Data for this exercise:
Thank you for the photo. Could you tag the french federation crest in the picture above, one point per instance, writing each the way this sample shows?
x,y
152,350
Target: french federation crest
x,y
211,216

Work request:
Repeat the whole listing above, word for word.

Task solution:
Thank you for the photo. Could you tag the french federation crest in the picture above, one point per instance, writing each the way this sample shows?
x,y
152,350
Target: french federation crest
x,y
211,216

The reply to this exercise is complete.